Copy out all the lines of the data that hold the word "reflection".

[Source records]
========================================================================

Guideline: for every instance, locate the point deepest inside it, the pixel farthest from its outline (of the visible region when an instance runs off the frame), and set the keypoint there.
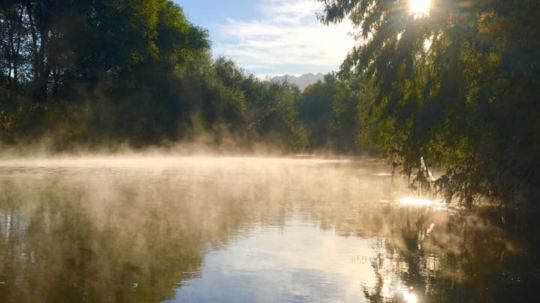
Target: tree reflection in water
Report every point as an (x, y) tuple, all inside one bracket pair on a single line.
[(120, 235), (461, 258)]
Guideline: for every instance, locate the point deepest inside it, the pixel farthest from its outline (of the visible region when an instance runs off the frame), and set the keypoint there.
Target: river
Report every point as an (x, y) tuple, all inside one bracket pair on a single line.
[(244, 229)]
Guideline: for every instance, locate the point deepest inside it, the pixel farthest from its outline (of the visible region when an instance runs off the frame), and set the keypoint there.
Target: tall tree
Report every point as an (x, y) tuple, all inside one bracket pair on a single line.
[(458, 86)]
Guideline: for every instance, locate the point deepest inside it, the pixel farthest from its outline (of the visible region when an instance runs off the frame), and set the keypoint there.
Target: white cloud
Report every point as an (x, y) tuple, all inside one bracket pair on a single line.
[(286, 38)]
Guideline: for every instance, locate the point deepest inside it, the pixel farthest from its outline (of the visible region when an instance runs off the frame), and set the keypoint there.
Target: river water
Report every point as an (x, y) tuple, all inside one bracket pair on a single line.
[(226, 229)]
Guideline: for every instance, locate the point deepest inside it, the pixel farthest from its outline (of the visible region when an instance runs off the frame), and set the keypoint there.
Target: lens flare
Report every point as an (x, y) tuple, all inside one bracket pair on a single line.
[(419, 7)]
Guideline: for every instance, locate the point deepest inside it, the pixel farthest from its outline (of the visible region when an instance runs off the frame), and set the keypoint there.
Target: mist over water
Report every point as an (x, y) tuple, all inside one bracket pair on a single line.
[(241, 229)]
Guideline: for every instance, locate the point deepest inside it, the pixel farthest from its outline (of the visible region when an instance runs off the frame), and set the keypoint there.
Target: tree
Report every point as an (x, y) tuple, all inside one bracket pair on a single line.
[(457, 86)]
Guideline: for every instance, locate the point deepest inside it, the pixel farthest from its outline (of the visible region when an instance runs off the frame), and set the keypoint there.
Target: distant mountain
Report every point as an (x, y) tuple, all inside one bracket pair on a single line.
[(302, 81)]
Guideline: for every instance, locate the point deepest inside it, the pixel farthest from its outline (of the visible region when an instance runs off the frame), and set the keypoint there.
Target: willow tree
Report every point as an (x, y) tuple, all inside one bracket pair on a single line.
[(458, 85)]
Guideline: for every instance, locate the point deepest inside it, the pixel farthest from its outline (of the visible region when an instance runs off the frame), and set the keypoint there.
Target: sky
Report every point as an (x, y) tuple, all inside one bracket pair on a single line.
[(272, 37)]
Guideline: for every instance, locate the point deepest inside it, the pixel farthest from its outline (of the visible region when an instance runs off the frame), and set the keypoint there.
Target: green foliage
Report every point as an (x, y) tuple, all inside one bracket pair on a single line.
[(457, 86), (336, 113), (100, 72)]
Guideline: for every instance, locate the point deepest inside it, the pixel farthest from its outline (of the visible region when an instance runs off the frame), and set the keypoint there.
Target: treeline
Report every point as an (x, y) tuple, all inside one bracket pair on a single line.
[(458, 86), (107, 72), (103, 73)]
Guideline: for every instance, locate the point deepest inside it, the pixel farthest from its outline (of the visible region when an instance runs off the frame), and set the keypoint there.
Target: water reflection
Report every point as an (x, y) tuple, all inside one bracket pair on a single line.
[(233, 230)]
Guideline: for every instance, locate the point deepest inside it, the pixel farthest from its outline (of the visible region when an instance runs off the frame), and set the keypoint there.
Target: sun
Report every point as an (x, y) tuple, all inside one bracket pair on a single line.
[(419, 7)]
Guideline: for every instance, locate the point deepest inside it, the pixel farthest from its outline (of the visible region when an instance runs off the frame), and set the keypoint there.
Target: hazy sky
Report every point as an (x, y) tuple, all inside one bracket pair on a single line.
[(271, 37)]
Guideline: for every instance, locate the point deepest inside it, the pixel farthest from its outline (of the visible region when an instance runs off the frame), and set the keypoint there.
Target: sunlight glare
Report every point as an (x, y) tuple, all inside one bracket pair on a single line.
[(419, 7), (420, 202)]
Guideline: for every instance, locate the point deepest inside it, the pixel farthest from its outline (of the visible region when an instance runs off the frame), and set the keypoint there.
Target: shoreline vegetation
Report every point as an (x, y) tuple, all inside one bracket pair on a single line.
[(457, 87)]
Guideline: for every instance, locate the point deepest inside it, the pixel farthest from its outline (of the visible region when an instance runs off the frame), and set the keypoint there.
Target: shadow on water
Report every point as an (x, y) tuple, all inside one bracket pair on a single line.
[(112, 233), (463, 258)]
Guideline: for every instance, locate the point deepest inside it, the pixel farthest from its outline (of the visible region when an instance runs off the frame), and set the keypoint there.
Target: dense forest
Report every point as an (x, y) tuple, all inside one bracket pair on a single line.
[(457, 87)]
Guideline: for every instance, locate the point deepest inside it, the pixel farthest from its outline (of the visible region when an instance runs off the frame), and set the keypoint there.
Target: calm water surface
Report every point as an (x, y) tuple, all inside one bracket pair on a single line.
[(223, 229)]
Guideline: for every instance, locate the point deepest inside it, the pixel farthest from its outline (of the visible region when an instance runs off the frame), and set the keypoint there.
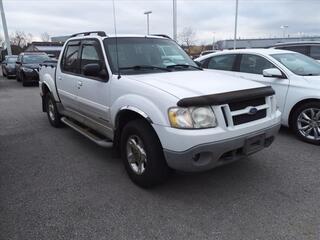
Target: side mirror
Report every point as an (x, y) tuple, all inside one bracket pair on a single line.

========================================================================

RESPONSE TO THE EXERCISE:
Target: tree reflection in water
Target: water reflection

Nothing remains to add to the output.